TASK STATEMENT: Tally the lines in the data below in which the word "plank" occurs, then give only the total.

(Excerpts from a dataset)
━━━━━━━━━━━━━━━━━━━━
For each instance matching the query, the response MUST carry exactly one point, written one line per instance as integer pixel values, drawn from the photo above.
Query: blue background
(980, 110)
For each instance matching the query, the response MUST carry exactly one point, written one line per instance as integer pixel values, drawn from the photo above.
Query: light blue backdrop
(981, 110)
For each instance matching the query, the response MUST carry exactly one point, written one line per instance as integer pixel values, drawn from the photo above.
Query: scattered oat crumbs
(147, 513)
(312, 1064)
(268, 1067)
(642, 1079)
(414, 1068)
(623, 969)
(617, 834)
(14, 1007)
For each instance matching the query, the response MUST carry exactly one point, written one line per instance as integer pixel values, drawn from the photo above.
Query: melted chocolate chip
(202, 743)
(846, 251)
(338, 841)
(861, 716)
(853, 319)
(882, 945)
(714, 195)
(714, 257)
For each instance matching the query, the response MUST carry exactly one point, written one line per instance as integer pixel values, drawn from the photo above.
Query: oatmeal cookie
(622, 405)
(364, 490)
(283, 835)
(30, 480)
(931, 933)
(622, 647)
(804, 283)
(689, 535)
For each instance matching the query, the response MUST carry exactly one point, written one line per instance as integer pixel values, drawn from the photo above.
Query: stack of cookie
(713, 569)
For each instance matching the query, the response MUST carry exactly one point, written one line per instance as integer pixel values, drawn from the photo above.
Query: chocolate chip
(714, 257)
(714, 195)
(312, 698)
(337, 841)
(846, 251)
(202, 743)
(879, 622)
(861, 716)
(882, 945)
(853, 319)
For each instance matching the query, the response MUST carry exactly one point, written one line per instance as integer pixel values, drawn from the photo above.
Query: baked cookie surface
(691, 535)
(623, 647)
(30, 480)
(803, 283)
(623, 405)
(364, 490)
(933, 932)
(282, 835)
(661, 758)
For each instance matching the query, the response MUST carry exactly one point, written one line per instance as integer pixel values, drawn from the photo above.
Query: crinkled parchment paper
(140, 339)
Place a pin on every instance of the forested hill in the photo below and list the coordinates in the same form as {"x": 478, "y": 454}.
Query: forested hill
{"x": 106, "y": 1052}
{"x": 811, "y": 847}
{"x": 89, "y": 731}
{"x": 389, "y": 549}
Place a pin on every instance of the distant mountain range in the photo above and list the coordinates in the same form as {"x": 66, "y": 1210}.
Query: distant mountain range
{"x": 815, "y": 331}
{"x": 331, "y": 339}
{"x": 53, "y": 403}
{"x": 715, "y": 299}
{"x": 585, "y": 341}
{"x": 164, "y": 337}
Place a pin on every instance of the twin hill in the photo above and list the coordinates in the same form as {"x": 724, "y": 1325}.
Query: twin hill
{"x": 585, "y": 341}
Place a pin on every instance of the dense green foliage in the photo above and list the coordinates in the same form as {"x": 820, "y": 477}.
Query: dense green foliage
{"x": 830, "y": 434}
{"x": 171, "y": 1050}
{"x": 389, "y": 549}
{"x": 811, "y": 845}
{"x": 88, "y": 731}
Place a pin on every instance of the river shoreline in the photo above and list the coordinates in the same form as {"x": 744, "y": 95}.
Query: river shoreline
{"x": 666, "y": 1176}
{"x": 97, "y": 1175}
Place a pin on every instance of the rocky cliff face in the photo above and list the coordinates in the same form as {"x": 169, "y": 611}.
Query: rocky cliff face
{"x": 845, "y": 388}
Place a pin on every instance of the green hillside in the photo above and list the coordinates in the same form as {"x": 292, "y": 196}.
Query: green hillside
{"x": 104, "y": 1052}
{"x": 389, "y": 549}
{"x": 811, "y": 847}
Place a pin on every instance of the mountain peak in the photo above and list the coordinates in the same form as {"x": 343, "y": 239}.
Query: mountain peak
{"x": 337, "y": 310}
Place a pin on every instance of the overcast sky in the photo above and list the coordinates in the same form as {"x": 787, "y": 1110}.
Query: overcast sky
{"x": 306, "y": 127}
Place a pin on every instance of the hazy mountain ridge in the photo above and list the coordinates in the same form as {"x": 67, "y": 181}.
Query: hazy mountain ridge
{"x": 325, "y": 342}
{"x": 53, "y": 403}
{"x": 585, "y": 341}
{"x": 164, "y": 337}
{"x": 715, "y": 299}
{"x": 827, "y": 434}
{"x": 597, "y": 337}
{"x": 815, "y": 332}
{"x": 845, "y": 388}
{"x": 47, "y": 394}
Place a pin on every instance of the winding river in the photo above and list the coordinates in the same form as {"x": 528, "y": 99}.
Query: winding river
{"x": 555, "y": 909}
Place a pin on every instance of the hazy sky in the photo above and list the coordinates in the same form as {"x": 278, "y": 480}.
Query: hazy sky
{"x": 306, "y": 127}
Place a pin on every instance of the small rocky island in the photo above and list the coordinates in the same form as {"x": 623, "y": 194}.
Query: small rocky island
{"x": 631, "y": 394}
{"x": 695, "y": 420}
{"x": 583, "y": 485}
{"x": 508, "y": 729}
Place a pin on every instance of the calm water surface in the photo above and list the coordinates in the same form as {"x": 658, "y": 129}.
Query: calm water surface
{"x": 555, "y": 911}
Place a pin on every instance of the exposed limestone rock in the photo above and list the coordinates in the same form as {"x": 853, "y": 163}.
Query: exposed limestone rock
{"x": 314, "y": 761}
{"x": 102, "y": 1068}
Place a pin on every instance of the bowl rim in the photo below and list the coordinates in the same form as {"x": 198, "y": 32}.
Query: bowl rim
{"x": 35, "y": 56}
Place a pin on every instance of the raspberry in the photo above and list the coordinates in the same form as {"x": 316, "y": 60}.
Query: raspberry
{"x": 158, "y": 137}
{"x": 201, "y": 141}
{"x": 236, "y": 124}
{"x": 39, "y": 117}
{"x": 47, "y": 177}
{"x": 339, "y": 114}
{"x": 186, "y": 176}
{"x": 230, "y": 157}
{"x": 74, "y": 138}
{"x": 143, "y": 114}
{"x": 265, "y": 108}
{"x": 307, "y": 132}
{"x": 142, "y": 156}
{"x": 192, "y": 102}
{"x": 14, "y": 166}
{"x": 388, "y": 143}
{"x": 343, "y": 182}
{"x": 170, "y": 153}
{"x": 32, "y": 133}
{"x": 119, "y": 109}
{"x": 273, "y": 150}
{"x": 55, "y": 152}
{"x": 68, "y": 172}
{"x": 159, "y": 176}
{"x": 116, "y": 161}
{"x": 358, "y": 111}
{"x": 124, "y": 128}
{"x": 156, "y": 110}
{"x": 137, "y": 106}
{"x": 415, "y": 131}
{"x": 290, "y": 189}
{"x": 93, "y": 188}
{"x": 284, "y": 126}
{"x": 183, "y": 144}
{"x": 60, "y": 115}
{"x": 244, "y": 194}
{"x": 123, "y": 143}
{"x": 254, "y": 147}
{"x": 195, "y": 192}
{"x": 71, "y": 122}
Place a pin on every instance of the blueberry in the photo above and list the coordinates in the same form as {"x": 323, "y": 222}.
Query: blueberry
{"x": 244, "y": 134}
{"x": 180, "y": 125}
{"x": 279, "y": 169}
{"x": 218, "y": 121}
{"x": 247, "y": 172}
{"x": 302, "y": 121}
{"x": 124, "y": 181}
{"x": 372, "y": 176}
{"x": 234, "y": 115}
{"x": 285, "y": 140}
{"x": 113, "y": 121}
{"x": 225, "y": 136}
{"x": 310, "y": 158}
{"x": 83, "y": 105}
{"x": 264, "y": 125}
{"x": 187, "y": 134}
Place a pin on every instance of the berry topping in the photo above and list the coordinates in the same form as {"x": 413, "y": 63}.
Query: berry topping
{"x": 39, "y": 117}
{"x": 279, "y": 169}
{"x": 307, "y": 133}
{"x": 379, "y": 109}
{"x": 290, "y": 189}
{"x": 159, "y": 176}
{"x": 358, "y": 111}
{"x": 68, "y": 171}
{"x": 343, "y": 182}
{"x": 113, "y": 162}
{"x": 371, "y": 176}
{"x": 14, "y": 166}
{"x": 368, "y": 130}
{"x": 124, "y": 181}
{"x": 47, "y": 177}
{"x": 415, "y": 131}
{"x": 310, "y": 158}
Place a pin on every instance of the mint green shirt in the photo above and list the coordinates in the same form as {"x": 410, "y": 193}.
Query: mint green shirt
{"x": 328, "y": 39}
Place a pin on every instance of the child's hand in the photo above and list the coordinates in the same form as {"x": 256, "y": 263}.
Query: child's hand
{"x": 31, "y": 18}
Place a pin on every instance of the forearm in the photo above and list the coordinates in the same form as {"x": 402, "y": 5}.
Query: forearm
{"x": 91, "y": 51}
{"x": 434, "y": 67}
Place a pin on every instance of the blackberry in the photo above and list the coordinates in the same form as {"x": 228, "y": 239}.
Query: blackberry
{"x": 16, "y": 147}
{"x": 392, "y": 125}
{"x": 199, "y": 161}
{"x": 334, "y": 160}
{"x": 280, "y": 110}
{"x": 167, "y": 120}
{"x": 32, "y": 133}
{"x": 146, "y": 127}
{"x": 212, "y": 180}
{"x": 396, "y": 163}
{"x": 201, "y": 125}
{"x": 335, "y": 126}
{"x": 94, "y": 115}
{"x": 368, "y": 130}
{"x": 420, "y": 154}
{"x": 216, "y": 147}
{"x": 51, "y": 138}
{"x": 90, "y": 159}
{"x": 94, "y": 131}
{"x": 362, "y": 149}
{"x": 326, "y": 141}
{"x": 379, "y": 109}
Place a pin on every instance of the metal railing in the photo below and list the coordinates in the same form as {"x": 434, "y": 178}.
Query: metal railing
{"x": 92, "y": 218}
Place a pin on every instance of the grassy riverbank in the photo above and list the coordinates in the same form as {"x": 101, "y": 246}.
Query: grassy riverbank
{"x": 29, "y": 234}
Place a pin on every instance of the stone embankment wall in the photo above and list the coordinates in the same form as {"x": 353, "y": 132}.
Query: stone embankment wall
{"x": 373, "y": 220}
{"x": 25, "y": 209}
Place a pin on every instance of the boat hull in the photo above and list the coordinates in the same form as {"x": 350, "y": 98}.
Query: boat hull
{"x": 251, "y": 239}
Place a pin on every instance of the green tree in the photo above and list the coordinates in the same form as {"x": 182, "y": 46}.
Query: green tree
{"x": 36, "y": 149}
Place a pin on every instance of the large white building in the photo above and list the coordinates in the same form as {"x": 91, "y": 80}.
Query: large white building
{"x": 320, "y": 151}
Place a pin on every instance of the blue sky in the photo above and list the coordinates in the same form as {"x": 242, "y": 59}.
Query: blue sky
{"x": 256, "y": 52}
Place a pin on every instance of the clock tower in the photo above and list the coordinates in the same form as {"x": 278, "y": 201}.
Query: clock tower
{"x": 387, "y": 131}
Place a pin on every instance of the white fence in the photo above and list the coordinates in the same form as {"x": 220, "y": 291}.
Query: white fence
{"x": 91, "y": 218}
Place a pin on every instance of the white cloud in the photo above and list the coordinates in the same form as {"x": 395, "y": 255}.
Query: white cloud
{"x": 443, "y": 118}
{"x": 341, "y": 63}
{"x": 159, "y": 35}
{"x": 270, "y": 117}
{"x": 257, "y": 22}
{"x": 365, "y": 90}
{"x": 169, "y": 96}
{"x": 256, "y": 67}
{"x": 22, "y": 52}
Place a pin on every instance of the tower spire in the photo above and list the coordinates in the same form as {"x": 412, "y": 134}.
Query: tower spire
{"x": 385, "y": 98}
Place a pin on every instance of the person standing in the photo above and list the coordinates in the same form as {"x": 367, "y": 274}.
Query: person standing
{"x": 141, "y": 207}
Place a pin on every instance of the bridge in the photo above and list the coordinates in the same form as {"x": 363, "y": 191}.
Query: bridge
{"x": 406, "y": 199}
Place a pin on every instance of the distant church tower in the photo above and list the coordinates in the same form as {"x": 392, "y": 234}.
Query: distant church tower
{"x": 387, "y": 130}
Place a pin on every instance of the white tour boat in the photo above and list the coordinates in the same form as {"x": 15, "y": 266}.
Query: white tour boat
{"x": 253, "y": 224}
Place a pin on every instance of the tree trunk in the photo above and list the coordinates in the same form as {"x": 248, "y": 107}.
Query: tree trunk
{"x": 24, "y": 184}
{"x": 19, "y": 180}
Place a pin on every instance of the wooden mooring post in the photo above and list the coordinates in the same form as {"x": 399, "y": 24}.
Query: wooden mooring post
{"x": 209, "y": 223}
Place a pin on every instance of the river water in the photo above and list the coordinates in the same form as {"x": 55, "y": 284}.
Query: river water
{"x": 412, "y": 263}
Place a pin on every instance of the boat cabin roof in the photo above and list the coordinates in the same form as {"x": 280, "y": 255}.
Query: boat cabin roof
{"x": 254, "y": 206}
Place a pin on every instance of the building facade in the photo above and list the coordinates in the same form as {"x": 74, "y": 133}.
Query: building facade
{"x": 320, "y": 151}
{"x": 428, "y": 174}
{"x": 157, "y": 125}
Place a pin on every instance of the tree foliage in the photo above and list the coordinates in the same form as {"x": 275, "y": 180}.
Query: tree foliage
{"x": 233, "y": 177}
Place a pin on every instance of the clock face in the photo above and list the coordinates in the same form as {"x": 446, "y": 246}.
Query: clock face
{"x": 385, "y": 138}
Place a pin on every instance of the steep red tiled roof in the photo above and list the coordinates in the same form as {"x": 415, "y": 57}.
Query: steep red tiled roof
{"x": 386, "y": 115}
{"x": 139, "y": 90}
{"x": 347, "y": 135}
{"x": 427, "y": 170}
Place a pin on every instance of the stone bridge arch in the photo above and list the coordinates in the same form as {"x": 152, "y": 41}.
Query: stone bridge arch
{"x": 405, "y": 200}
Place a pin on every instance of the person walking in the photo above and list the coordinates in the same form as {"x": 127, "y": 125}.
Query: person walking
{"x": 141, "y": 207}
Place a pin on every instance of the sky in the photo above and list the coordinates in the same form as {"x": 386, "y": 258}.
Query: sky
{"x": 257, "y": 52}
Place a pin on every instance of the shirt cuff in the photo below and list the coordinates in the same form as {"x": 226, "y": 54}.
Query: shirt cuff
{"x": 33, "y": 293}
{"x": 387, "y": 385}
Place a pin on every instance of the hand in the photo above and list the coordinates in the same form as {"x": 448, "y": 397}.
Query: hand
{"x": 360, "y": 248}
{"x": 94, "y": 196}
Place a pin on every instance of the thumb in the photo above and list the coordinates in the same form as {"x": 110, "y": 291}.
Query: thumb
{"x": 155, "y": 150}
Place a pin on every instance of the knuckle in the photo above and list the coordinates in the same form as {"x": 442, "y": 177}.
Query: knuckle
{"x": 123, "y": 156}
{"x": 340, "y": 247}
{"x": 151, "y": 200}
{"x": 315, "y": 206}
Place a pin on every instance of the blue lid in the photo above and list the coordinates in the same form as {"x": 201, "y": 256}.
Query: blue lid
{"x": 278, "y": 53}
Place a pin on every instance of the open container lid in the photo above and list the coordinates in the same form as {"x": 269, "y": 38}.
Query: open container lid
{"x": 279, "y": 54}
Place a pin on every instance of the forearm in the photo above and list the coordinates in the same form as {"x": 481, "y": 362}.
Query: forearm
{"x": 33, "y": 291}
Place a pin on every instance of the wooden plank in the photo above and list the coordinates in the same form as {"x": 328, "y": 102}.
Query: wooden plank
━━━━━━━━━━━━━━━━━━━━
WRITTEN ANSWER: 2